[EXTRACT]
*** Begin section ***
12:20 Secret radio transmission intercepted from Luna: "Abort mission, abort mission! Cosmonaut Leonov's head has swelled to massive size relative to his body! And he's turned GREEN!"
admit it. we all love the Soviet anthem. After Stalin and a few other leaders, Reagan and Gorbachev were good friends I heard. If we had Gorbachev leading the USSR it would be way better. I'm a Soviet history geek, please note I love my country and the freedoms I have.
Unfortunately Gorby was a bit naively optimistic. He meant well but I don't think he realised at all the impact that his actions would have on the country, which was already suffering from the economic stagnation of the Brezhnev years. I feel pretty sorry for the guy since he cops it from both sides.
*** End section ***
[DIRECTIONS]
1 > Please transcribe the comments on Soviet history, starting at "admit it. we" and ending at "from both sides.".
2 > In the comments on Soviet history, the economic stagnation of whose years was the country already suffering from?

[EXTRACTED ENTRIES]
*** Begin section ***
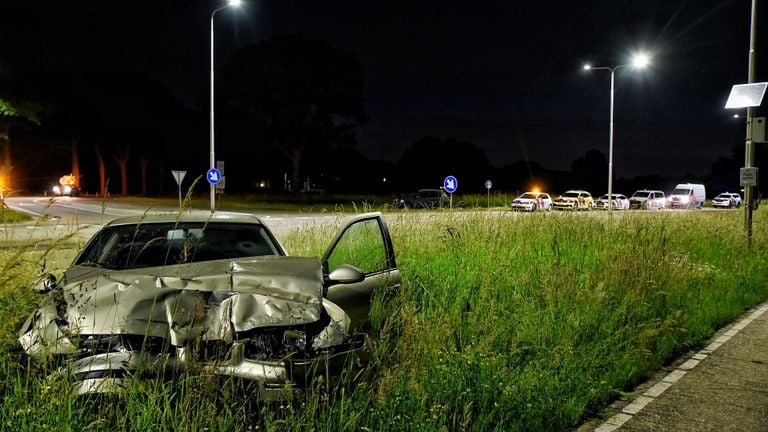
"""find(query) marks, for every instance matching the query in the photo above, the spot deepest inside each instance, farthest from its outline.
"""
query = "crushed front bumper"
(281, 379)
*** End section ***
*** Begin section ***
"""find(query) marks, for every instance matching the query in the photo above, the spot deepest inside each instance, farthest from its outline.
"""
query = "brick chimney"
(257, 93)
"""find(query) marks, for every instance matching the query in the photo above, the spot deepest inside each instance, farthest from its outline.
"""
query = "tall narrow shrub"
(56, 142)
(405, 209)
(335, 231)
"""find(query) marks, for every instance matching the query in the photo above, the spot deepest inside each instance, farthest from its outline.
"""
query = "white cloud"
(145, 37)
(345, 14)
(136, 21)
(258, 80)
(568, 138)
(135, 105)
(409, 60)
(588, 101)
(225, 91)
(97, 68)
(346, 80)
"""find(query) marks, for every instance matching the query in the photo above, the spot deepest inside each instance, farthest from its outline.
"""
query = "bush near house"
*** End section ***
[RESULTS FOR THE EXERCISE]
1 >
admit it. we all love the Soviet anthem. After Stalin and a few other leaders, Reagan and Gorbachev were good friends I heard. If we had Gorbachev leading the USSR it would be way better. I'm a Soviet history geek, please note I love my country and the freedoms I have.
Unfortunately Gorby was a bit naively optimistic. He meant well but I don't think he realised at all the impact that his actions would have on the country, which was already suffering from the economic stagnation of the Brezhnev years. I feel pretty sorry for the guy since he cops it from both sides.

2 > Brezhnev's